UBB.Dev
Posted By: RandyM Spider hack warning - 01/23/2004 8:06 AM
Maybe warning is a bit strong, let's say a bit of advise to people that have added the spider hack to their boards.

In the text file with instructions for implementing the spider bait hack you are given a warning about the possible load that it can place on your server during the time your boards are being crawled. This is a serious issue for large boards on shared servers. Another warning warns about impact on your boards if you don't have the accelerator enabled.

Please listen to these warnings. I've helped more than one site troubleshoot problems that ended up being caused by using this hack without enabling the accelerator and being on a shared server. UBB already has a reputation for being a resource hog and a lot of hosting companies no longer allow it as part of their less expensive plans.

We all know that UBB Classic is a great product. The spider bait hack is a must have for anyone that wants their forum content to be searchable. Just remember that it's easier to set your site up properly than it is to have to troubleshoot problems later or find a new host because they booted you for using more than your share of the server resources.

I've also seen cases where the server crashes with a ton of perl processes.
Posted By: usr bin geek Re: Spider hack warning - 01/23/2004 6:09 PM
.classic isn't much as a resource hog as it used to be with earlier 6.x versions but I do agree, you must have the accelerator enabled and you also need to consider the potential problems when enabling the spider hack on an over-shared shared server.

Good post. I'm featuring this topic.
Posted By: Charles Capps Re: Spider hack warning - 01/23/2004 7:38 PM
Any script has the potential to be a resource hog when malicious spiders come crawling along.

Google, Inktomi, and others intentionally limit the crawling rate in order to prevent hitting the server too hard, even for static pages. Not all spiders are as nice. A single malicious spider can easily make a hundred requests a minute, which can promptly bring any server to its knees.
Posted By: Gizmo Re: Spider hack warning - 01/24/2004 3:10 AM
Agreed, I've seen some serious impact on some boards running spider hack when spiders come along, a lot of hosts don't like it when that happenes now adays due to spiderable url's in the beta...

Perhaps look at a new host before you enable spidering... HostNuke hosts both of my boards and Al's, and we both have spidering enabled... Works like a dream...
Posted By: REAMERE Re: Spider hack warning - 01/27/2004 10:11 AM
What do you think of LunarPages in this regards?

I've heard (and seen a little) that their servers do bow to spiders at times.
Posted By: Gizmo Re: Spider hack warning - 01/28/2004 1:32 AM
I never really liked LunarPages... The only post I like anymore is HostNuke; their systems support my board when 3 other providers turned me away...
Posted By: REAMERE Re: Spider hack warning - 01/28/2004 11:20 PM
Hmmm. good to know, thanks.
I use LunarPages (obviously) for all of my clients and I really have no complaints. Of course, I have been on worse providers. Oh...the stories I could tell!

Source data
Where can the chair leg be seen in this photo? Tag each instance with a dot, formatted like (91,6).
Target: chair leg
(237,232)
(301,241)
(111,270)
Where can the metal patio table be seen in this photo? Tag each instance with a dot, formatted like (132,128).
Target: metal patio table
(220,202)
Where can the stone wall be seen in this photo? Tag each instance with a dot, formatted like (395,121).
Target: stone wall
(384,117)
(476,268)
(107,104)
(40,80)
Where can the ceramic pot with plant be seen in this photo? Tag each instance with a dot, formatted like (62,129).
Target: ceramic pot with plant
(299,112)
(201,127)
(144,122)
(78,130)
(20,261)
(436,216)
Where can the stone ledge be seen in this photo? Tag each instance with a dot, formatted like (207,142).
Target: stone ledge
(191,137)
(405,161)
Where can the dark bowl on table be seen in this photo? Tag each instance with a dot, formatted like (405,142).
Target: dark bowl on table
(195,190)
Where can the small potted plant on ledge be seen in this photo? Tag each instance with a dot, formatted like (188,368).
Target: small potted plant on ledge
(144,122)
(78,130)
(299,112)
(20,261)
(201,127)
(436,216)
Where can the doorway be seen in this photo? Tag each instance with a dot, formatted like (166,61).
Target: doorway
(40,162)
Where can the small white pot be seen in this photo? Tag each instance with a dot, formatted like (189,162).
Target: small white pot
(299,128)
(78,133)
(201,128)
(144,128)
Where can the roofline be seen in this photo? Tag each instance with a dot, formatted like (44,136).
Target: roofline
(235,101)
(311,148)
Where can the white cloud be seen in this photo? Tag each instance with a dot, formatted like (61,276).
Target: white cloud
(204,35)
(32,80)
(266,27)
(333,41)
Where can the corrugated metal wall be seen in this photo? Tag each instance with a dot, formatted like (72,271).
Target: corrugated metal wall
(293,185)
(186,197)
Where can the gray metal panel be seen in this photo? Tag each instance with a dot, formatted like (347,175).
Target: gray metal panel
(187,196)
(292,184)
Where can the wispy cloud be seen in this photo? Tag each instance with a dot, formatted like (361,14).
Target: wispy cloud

## To-do list
1 – From the forum thread, set down the passage that opens with the words containing "Posted By: Gizmo Re: Spider hack warning - 01/24/2004" and closes with "spiders at times.", copying it word for word.
2 – Answer these questions using the forum thread:
(a) According to the first post, what feature should be enabled when using the spider bait hack?
(b) How many requests a minute can a single malicious spider easily make, according to the thread?
(c) Which host runs both of Gizmo's boards?
3 – Translate this sentence from the forum thread into Spanish: "Any script has the potential to be a resource hog when malicious spiders come crawling along."

## Outputs
1 –
Posted By: Gizmo Re: Spider hack warning - 01/24/2004 3:10 AM
Agreed, I've seen some serious impact on some boards running spider hack when spiders come along, a lot of hosts don't like it when that happenes now adays due to spiderable url's in the beta...

Perhaps look at a new host before you enable spidering... HostNuke hosts both of my boards and Al's, and we both have spidering enabled... Works like a dream...
Posted By: REAMERE Re: Spider hack warning - 01/27/2004 10:11 AM
What do you think of LunarPages in this regards?

I've heard (and seen a little) that their servers do bow to spiders at times.

2 –
(a) The accelerator.
(b) A hundred requests a minute.
(c) HostNuke.

3 – Cualquier script tiene el potencial de acaparar recursos cuando aparecen arañas maliciosas rastreando.